::: Brano del testo
Da qui l’elenco dei fornitori e dei pesticidi. Nel 2018 undici Paesi dell’Ue hanno esportato 81.615 tonnellate di 41 diversi prodotti antiparassitari vietati da Bruxelles. Le esportazioni hanno riguardato 85 Paesi e circa 42.636 tonnellate sono state destinate a Paesi a basso e medio reddito. Il Regno Unito è il principale esportatore: nel 2018 ha esportato 32.188 tonnellate di pesticidi, circa il 40% del totale, e 13.760 sono finite in Paesi con redditi medio-bassi. La maggior parte delle esportazioni hanno riguardato miscele contenenti paraquat, un diserbante prodotto dalla multinazionale Syngenta. “È così tossico che un sorso può uccidere e aumentare il rischio di contrarre il Parkinson”, si legge nell’inchiesta.

 

L’immagine illustra le esportazioni di fitofarmaci, vietati nell’Unione europea, in Paesi extra-Ue

Al secondo posto c’è l’Italia che ha esportato 9.500 tonnellate di fitofarmaci, circa il 12% del totale. Due terzi del totale delle esportazioni italiane, pari a 6.120 tonnellate, hanno riguardato il trifluralin puro, prodotto da Finchimica, vietato nell’Ue dal 2007 e considerato sospetto cancerogeno. La stessa azienda ha emesso notifiche di esportazione anche di 1.820 tonnellate di ethalfluralin, un erbicida sospetto cancerogeno per le persone, esportato principalmente negli Stati Uniti e in Canada. Tra le aziende italiane, anche la Sipcam Oxon che ha esportato 300 tonnellate di diserbante a base di atrazina, un erbicida tossico vietato nell’Ue dal 2004, in Sudan, Israele, Stati Uniti e Sudafrica. Inoltre secondo Greenpeace, l’azienda ha notificato una prevista esportazione di 220 tonnellate di diserbante a base di alachlor in Sudafrica, “sospetto cancerogeno classificato come molto tossico per gli organismi acquatici, identificato come un potenziale interferente endocrino dalla Commissione europea nel 2000 e una delle poche sostanze chimiche che rientra nei criteri per essere elencato come pesticida pericoloso ai sensi della Convenzione di Rotterdam”. La stessa sostanza, prodotta dalla Sygenta, è esportata anche in Sudan, Pakistan e Ucraina.
::::::
::: Voci fornite
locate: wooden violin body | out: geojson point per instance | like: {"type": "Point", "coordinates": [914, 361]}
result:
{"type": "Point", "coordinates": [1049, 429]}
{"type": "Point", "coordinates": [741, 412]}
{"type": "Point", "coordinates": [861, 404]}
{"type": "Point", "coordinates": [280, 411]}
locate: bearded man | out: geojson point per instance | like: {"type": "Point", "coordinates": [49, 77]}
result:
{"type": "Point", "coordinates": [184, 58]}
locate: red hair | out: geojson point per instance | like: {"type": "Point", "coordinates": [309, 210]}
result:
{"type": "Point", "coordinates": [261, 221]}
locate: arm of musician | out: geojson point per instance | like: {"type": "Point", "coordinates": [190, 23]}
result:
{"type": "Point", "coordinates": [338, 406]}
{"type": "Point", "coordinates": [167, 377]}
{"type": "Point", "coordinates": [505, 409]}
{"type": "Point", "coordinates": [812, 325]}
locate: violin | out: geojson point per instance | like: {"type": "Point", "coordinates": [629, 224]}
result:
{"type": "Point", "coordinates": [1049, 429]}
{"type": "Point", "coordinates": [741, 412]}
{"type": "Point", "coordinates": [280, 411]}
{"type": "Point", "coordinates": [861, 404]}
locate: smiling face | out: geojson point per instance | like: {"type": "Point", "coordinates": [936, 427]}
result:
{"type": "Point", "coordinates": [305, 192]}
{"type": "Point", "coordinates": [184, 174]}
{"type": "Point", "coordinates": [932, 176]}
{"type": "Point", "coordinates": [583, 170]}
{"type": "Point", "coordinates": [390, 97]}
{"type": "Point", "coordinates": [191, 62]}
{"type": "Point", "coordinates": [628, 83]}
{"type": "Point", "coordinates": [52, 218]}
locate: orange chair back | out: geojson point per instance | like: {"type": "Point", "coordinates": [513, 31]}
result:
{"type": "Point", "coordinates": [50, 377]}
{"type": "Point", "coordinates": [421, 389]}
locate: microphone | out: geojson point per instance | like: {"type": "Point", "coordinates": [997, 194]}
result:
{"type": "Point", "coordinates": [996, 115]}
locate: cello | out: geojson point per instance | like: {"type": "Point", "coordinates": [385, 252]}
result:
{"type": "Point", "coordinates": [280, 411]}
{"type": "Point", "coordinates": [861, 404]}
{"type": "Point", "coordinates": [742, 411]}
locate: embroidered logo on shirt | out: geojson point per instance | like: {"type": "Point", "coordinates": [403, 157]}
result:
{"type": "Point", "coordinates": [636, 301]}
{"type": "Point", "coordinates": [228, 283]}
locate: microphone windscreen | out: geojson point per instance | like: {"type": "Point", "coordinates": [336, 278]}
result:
::::::
Attività ed esercizi
[a] Secondo il brano, quante tonnellate di pesticidi ha esportato il Regno Unito nel 2018?
[b] In base al brano, perché il paraquat viene indicato come particolarmente pericoloso? Rispondi in una o due frasi.
[c] Riscrivi per favore sotto forma di elenco puntato il paragrafo del brano che inizia con "Al secondo posto c'è l'Italia", mantenendo i fatti principali.

Risposte per numero
[a] 32.188 tonnellate.

[b] Secondo l'inchiesta è così tossico che un sorso può uccidere. Inoltre può aumentare il rischio di contrarre il Parkinson.

[c]
- L'Italia è il secondo esportatore, con 9.500 tonnellate di fitofarmaci, circa il 12% del totale.
- Due terzi delle esportazioni italiane (6.120 tonnellate) riguardano il trifluralin puro prodotto da Finchimica, vietato nell'Ue dal 2007 e considerato sospetto cancerogeno.
- Finchimica ha notificato anche l'esportazione di 1.820 tonnellate di ethalfluralin, erbicida sospetto cancerogeno, diretto soprattutto negli Stati Uniti e in Canada.
- Sipcam Oxon ha esportato 300 tonnellate di diserbante a base di atrazina, erbicida tossico vietato nell'Ue dal 2004, in Sudan, Israele, Stati Uniti e Sudafrica.
- Secondo Greenpeace, Sipcam Oxon ha notificato anche una prevista esportazione in Sudafrica di 220 tonnellate di diserbante a base di alachlor. È un sospetto cancerogeno molto tossico per gli organismi acquatici e un potenziale interferente endocrino, e rientra nei criteri della Convenzione di Rotterdam come pesticida pericoloso.
- L'alachlor è esportato anche in Sudan, Pakistan e Ucraina.